▶ _Dataset records_:
******************************

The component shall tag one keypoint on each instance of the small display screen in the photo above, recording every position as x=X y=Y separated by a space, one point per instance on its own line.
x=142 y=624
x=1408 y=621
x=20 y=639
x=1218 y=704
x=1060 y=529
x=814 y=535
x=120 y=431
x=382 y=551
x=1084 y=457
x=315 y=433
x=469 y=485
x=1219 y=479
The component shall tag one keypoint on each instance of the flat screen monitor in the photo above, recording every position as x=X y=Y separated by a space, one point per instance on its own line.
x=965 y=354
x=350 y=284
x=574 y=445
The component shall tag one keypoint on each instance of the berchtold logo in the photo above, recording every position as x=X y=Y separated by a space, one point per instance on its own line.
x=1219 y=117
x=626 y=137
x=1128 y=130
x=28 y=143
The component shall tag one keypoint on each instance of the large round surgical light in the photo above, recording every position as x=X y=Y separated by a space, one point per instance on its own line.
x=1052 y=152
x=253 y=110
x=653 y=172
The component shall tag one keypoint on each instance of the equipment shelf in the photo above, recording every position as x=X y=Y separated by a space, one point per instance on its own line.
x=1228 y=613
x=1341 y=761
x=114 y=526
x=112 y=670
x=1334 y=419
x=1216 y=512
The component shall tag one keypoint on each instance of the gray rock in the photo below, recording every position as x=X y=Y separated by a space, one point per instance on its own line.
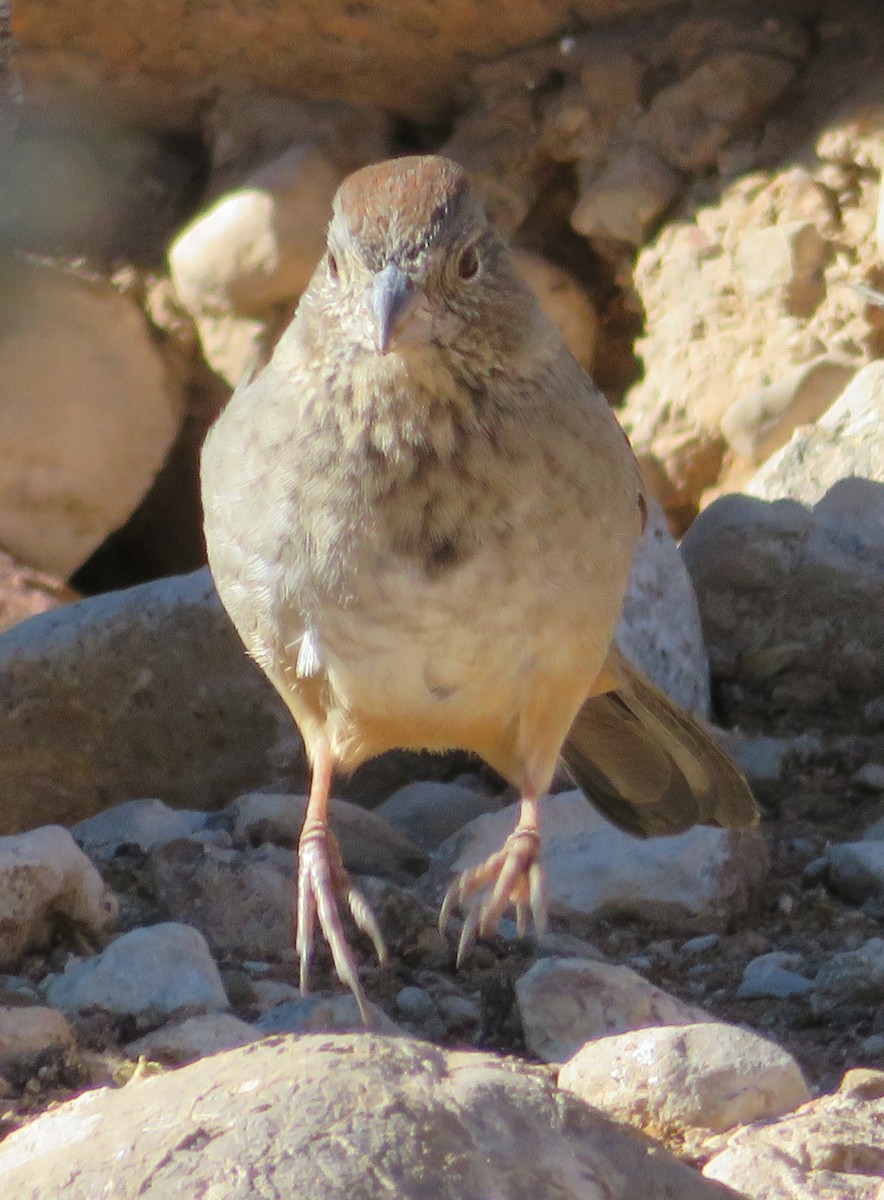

******************************

Rewrite all the entries above, putting "marker" wherever "keypoint" appears and changing nothing else. Leave the pictures out.

▶ _Result of the task_:
The component shall tag one marker on each instance of the small display screen in the photo above, recording every position as x=X y=Y separated by a space, one point per instance on its own line.
x=142 y=624
x=1408 y=621
x=20 y=639
x=1218 y=704
x=1060 y=529
x=814 y=535
x=120 y=431
x=382 y=551
x=1084 y=457
x=315 y=433
x=469 y=485
x=1219 y=479
The component shall tag one marker on each instance of the flat screen monitor in the photo above, recording every position as x=X y=Y separated by a space, one point per instance on its own line.
x=965 y=354
x=350 y=284
x=574 y=445
The component shall tag one marker on each instance of the berchtold logo in the photo above, recording every position as x=X y=Y separated by a space, one point per instance on its own line.
x=1219 y=117
x=626 y=137
x=1128 y=130
x=28 y=143
The component shall tag one marker on each instance of the large round surgical light in the photo above, recording every position as x=X y=Y separated by a space, one point per instance on its own line.
x=1052 y=152
x=253 y=110
x=653 y=172
The component shall tag one marker on each instance of the equipment shelf in the photo above, recording every position as x=X y=Y separated by a space, one point per instance on its own line.
x=1228 y=613
x=1341 y=761
x=114 y=526
x=112 y=670
x=1334 y=419
x=1216 y=512
The component shall tag one marker on each instance of the gray rock in the photo below, recording every position as x=X y=Y separated by a space, one point per instance on its own line.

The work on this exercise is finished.